Put the lines of the items below into a numbered list, leaving out blank lines, from the line with "Exercise. Point out the dust" through the end of the items.

• [Data extract]
***

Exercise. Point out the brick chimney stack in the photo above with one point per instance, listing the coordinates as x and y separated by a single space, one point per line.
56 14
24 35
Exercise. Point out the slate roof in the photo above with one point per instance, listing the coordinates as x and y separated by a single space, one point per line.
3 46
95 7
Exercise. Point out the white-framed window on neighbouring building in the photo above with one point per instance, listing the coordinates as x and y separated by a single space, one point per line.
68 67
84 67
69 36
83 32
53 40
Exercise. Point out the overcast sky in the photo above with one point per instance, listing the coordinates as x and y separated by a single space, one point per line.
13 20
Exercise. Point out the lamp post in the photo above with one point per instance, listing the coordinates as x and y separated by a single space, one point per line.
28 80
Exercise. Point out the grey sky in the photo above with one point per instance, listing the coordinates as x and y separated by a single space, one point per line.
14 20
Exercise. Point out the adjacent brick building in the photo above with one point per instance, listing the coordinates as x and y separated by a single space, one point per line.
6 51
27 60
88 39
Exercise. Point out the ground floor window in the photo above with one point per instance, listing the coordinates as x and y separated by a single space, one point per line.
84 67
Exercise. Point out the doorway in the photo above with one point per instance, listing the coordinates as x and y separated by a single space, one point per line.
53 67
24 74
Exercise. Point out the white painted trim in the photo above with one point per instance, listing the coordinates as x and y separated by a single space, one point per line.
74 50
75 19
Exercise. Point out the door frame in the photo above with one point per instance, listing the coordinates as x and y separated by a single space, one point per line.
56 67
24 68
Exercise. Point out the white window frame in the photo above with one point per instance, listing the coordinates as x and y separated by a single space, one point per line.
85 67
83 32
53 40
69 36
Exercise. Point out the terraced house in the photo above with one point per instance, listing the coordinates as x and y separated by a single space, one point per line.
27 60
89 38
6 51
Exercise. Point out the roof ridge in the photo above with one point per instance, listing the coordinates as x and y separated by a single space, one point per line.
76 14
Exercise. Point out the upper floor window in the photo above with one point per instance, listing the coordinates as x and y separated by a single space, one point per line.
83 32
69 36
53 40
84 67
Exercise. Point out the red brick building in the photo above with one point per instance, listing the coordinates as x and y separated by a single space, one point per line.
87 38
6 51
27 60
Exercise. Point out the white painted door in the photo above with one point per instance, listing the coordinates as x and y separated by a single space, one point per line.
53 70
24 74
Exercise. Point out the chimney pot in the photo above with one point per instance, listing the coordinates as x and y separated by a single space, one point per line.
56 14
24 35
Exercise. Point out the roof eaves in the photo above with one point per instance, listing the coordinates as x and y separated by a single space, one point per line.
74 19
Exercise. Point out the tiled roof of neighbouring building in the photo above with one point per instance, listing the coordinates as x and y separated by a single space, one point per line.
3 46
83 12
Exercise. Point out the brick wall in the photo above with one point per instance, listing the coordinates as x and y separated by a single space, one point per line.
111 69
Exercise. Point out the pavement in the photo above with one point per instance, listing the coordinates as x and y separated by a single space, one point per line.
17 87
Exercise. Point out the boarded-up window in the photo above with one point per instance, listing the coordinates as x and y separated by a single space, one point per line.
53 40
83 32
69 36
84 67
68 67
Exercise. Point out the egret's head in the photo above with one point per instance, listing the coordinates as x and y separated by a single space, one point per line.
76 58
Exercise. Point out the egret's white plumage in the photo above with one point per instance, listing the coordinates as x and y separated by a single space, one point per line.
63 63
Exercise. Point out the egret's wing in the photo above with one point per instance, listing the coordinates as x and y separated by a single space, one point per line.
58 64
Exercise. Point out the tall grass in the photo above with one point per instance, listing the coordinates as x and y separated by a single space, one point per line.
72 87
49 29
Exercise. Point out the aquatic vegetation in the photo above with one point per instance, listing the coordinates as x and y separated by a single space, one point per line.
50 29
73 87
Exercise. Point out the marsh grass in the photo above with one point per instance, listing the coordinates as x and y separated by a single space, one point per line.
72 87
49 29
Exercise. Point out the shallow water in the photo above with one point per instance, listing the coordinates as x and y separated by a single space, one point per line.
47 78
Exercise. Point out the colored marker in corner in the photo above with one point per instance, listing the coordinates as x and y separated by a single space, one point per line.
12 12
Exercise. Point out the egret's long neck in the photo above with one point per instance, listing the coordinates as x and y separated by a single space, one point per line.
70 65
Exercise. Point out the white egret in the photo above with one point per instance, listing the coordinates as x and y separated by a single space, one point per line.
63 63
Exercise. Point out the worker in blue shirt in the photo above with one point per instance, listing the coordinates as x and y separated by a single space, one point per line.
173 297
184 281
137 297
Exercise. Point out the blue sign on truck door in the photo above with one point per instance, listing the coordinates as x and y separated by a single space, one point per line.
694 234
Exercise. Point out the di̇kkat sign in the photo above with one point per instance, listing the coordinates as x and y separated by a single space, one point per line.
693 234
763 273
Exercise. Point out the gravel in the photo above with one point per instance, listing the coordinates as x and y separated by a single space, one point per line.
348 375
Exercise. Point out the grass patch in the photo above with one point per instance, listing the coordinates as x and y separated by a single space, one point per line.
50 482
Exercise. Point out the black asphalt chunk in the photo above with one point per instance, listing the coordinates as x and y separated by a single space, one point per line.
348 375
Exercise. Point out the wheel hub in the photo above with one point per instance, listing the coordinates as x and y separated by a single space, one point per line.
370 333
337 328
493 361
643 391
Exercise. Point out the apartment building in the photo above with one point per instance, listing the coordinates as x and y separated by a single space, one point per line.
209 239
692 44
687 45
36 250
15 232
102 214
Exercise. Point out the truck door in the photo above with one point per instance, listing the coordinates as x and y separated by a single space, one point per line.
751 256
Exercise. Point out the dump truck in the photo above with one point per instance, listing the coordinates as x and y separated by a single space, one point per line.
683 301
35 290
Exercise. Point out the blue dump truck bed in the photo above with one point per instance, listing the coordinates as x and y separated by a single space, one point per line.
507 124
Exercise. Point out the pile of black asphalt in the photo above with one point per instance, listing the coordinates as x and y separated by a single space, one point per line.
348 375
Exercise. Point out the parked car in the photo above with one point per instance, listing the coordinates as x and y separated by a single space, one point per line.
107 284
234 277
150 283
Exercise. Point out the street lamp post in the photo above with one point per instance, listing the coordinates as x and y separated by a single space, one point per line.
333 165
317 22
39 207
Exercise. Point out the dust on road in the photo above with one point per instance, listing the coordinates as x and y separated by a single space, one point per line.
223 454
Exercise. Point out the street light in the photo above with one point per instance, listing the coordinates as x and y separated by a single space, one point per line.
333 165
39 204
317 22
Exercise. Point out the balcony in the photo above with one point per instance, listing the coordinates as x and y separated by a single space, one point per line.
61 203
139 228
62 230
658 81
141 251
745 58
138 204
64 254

***

• [Response to this task]
1. Exercise. Point out the dust on road in the photo above with one point per instance, listing the coordinates as x and y separated by a single space, one point per line.
2. 223 454
3. Exercise. Point out the street light in the photo above with one point per instance, listing the coordinates as x and y separated by a single space, one point per line.
4. 333 165
5. 39 204
6. 317 22
7. Exercise. Point out the balcony in the photo above with one point per instance, listing the coordinates as x and y separated by a single space, one point per line.
8. 61 203
9. 139 228
10. 62 230
11. 658 81
12. 141 251
13. 745 58
14. 138 204
15. 64 254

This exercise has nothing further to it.